- _WORK TO DO_
Every line of the material that follows must be printed again exactly.
══ MATERIAL PROVIDED ══
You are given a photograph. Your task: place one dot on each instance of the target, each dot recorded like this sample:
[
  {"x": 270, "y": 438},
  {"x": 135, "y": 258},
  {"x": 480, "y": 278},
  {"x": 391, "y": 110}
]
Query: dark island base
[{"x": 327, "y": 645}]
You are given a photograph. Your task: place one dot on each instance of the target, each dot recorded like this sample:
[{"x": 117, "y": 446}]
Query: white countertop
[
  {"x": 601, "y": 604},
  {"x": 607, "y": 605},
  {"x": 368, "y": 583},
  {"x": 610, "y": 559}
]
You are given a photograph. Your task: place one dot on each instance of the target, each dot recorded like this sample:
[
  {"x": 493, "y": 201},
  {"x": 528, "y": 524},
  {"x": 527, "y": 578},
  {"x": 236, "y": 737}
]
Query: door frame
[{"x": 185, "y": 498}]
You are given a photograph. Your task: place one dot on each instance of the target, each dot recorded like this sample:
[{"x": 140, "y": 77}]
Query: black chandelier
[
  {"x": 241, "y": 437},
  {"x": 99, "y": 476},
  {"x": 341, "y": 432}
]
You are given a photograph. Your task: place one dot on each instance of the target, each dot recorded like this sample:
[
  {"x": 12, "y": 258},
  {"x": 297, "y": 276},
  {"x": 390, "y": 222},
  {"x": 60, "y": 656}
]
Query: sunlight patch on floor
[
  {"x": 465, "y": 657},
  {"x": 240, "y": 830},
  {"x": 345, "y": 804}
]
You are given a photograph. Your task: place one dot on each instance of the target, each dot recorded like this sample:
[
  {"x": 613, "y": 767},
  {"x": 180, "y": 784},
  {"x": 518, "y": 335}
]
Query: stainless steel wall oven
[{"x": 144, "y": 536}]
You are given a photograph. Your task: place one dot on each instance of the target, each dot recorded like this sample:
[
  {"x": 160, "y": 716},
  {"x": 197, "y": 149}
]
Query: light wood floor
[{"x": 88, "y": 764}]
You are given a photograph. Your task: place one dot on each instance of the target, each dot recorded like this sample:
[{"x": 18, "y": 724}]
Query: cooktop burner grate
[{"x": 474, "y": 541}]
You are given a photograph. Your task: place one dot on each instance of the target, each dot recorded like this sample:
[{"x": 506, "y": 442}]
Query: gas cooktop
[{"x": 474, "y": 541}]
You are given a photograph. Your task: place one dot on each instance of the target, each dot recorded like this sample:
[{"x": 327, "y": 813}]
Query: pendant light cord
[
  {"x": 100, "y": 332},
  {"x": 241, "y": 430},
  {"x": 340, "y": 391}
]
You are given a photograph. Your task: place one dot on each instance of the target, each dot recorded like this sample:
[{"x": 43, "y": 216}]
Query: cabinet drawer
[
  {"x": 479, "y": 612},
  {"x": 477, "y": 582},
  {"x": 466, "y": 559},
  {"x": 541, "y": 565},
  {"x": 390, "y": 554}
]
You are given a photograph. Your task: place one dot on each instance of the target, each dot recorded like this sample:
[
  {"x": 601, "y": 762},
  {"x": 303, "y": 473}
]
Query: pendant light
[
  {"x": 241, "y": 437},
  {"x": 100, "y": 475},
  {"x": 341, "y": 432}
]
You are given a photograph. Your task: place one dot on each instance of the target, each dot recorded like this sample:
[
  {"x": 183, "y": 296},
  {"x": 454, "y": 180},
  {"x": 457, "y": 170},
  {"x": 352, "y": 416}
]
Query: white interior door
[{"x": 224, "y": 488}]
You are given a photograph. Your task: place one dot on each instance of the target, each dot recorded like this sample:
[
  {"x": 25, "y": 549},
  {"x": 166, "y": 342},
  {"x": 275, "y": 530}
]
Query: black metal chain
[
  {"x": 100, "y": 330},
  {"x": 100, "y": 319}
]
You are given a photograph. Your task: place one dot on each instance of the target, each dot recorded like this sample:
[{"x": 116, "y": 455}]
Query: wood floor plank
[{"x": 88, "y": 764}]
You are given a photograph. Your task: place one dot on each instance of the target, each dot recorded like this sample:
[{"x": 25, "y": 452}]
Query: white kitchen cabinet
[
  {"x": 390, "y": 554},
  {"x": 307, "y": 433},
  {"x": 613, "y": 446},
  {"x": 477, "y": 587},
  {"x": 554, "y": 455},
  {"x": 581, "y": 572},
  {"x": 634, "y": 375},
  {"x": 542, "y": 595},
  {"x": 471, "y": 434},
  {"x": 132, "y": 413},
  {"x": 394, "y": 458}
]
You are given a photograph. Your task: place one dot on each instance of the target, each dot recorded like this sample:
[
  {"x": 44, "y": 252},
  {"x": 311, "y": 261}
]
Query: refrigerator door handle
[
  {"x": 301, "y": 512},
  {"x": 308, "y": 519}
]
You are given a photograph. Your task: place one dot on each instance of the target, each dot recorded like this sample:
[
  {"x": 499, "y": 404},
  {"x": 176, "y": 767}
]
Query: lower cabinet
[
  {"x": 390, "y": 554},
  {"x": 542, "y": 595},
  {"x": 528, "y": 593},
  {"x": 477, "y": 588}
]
═══
- _ANSWER TO THE TASK_
You are given a photograph. Your task: place one dot on each instance of the target, each dot recorded like this sample:
[
  {"x": 270, "y": 438},
  {"x": 135, "y": 258},
  {"x": 480, "y": 278},
  {"x": 391, "y": 110}
]
Query: dark island base
[{"x": 327, "y": 645}]
You are given a photograph. Your task: place one dot on each instance of the target, each dot recorded like this sample:
[{"x": 117, "y": 446}]
Query: white countertop
[
  {"x": 601, "y": 604},
  {"x": 607, "y": 605},
  {"x": 368, "y": 583},
  {"x": 610, "y": 559}
]
You are given a photograph. Your task: place one dot on each instance of the target, each dot recorded like this sample:
[
  {"x": 493, "y": 201},
  {"x": 528, "y": 524},
  {"x": 527, "y": 578},
  {"x": 236, "y": 737}
]
Query: door frame
[{"x": 185, "y": 498}]
You are given a photograph. Your task: place one dot on each instance of the target, each dot recorded like this sample:
[{"x": 140, "y": 77}]
Query: black chandelier
[
  {"x": 241, "y": 437},
  {"x": 99, "y": 476},
  {"x": 341, "y": 432}
]
You are given a photograph. Your task: place one dot on each instance of the target, each dot recorded like this sample:
[
  {"x": 12, "y": 258},
  {"x": 297, "y": 276},
  {"x": 390, "y": 222},
  {"x": 60, "y": 656}
]
Query: sunlight patch on floor
[
  {"x": 465, "y": 657},
  {"x": 240, "y": 830},
  {"x": 345, "y": 804}
]
You are given a photograph. Your task: place one dot on each instance of the target, each dot recorded like this sample:
[
  {"x": 613, "y": 767},
  {"x": 180, "y": 784},
  {"x": 518, "y": 335}
]
Query: stainless steel wall oven
[{"x": 144, "y": 536}]
You are given a photograph. Your task: place one dot on each instance of the target, each dot recorded like this sample:
[
  {"x": 160, "y": 716},
  {"x": 197, "y": 149}
]
Query: light wood floor
[{"x": 88, "y": 764}]
You are given a photograph. Your task: place one dot on each instance of the target, each dot recorded like this sample:
[{"x": 18, "y": 724}]
Query: cooktop burner grate
[{"x": 474, "y": 541}]
You are given a photograph. Your task: place one dot on each instance of the target, each dot recorded like this sample:
[{"x": 506, "y": 442}]
Query: gas cooktop
[{"x": 474, "y": 541}]
You are given a photograph. Your task: place one dot on each instance of the target, each dot recorded like this sample:
[{"x": 327, "y": 813}]
Query: pendant light cord
[
  {"x": 100, "y": 332},
  {"x": 241, "y": 430},
  {"x": 340, "y": 391}
]
You are given a photograph. Your task: place one dot on each instance of the target, each dot recorded like this sample:
[{"x": 43, "y": 216}]
Query: cabinet drawer
[
  {"x": 479, "y": 612},
  {"x": 477, "y": 582},
  {"x": 466, "y": 559},
  {"x": 541, "y": 565},
  {"x": 390, "y": 554}
]
You are given a photograph. Your task: place one dot on each instance of the target, each dot recorded like this sample:
[
  {"x": 601, "y": 762},
  {"x": 303, "y": 473}
]
Query: pendant light
[
  {"x": 241, "y": 437},
  {"x": 100, "y": 475},
  {"x": 341, "y": 432}
]
You are given a photograph. Your task: place one dot on each instance of the target, each dot recorded like this sample:
[
  {"x": 183, "y": 296},
  {"x": 454, "y": 180},
  {"x": 457, "y": 170},
  {"x": 352, "y": 416}
]
Query: white interior door
[{"x": 224, "y": 488}]
You are given a photograph. Your task: place one dot on each instance of the target, each dot recorded like this sample:
[
  {"x": 25, "y": 549},
  {"x": 166, "y": 342},
  {"x": 275, "y": 530}
]
Query: black metal chain
[
  {"x": 100, "y": 330},
  {"x": 100, "y": 319}
]
You are given a photograph. Your task: place one dot on each instance of the target, each dot recorded like this sample:
[{"x": 116, "y": 455}]
Query: wood floor plank
[{"x": 88, "y": 764}]
You are given a photograph. Your task: place one dot on each instance of the target, each dot recorded like this sample:
[{"x": 25, "y": 452}]
Query: white kitchen cabinet
[
  {"x": 390, "y": 554},
  {"x": 307, "y": 433},
  {"x": 613, "y": 446},
  {"x": 477, "y": 587},
  {"x": 554, "y": 455},
  {"x": 581, "y": 572},
  {"x": 634, "y": 375},
  {"x": 542, "y": 595},
  {"x": 471, "y": 434},
  {"x": 132, "y": 413},
  {"x": 394, "y": 458}
]
You are given a photograph. Your task: place one dot on each instance of the target, each dot recorded like this sample:
[
  {"x": 44, "y": 252},
  {"x": 311, "y": 261}
]
Query: refrigerator door handle
[
  {"x": 301, "y": 512},
  {"x": 308, "y": 519}
]
You are given a photograph. Your task: place one dot on each instance of the target, each dot recorded like this sample:
[
  {"x": 499, "y": 404},
  {"x": 176, "y": 767}
]
Query: lower cabinet
[
  {"x": 390, "y": 554},
  {"x": 542, "y": 595},
  {"x": 528, "y": 593},
  {"x": 477, "y": 588}
]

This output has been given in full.